## 課題内容
ビザ申請の誤記に関する文章の「ビザ申請内容に、嘘を書いてしまって裁判にまでなってしまった方のお話。」から「の女性Tさんのお話をします。」までを、一字も変えずに書き写してください。

## 課題文
========================================================================

ビザ申請内容に、嘘を書いてしまって裁判にまでなってしまった方のお話。

   
  

文/ビザJPカナダ代表 白石有紀
ビザJPカナダ在籍のカナダ政府公認移民コンサルタント。カナダ移民コンサルタント協会(ICCRC) 、およびカナダ移民コンサルタント連盟(CAPIC)の正規メンバー。短期ビザ、永住権の申請取得コンサルティングを専門とする。

カナダ移民局への申告内容に故意にせよ、故意でなかったにせよ誤った情報があった場合、それを訂正するのは容易ではなく、またそのことが原因で大きなトラブルに発展してしまうことがあります。

今回は実際にあったそのようなケースとして、ある日本国籍の女性Tさんのお話をします。

 

ビザ申請書に記載した誤った情報で大変なことになったTさん

移民局「この職歴、前回のビザ申請で書いてたやつと違うよね?」

========================================================================

## ポイント形式のアノテーションデータ
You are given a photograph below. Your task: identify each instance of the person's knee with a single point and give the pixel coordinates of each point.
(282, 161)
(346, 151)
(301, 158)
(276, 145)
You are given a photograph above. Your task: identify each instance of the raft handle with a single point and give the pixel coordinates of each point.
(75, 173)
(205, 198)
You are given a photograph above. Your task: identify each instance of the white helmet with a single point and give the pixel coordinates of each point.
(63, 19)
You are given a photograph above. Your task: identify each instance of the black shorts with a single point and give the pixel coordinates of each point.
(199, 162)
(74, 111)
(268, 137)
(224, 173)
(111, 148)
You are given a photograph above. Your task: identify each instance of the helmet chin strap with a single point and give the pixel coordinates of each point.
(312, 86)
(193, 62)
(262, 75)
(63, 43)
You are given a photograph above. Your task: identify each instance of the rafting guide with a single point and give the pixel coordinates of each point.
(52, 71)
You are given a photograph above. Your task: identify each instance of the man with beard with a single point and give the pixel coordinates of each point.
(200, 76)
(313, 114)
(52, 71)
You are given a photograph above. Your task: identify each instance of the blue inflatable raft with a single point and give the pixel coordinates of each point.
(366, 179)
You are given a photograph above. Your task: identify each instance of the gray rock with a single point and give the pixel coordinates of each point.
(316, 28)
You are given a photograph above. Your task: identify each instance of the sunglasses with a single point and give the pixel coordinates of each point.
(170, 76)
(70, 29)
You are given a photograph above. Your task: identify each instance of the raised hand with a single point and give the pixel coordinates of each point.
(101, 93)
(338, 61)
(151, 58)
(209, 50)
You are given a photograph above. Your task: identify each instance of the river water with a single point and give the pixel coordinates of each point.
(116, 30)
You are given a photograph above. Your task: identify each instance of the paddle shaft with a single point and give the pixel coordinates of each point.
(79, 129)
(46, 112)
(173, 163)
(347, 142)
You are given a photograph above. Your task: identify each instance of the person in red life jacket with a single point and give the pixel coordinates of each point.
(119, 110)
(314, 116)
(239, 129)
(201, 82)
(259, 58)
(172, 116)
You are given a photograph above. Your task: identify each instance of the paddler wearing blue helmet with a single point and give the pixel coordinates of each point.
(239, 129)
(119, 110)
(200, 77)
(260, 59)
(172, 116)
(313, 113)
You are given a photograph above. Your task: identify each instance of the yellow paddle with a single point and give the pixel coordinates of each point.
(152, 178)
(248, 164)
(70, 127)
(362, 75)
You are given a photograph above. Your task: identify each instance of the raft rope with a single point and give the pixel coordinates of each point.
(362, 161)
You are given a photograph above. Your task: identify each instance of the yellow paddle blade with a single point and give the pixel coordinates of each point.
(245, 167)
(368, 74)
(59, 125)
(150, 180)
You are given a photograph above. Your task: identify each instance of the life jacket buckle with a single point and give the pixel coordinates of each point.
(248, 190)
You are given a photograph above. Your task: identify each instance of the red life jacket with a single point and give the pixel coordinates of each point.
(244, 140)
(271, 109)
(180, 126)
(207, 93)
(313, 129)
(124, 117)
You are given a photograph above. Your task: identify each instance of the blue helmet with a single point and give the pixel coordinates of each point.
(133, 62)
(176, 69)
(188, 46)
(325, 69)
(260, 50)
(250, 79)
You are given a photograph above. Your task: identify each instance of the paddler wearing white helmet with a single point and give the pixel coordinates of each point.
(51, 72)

========================================================================

## 解答
ビザ申請内容に、嘘を書いてしまって裁判にまでなってしまった方のお話。

   
  

文/ビザJPカナダ代表 白石有紀
ビザJPカナダ在籍のカナダ政府公認移民コンサルタント。カナダ移民コンサルタント協会(ICCRC) 、およびカナダ移民コンサルタント連盟(CAPIC)の正規メンバー。短期ビザ、永住権の申請取得コンサルティングを専門とする。

カナダ移民局への申告内容に故意にせよ、故意でなかったにせよ誤った情報があった場合、それを訂正するのは容易ではなく、またそのことが原因で大きなトラブルに発展してしまうことがあります。

今回は実際にあったそのようなケースとして、ある日本国籍の女性Tさんのお話をします。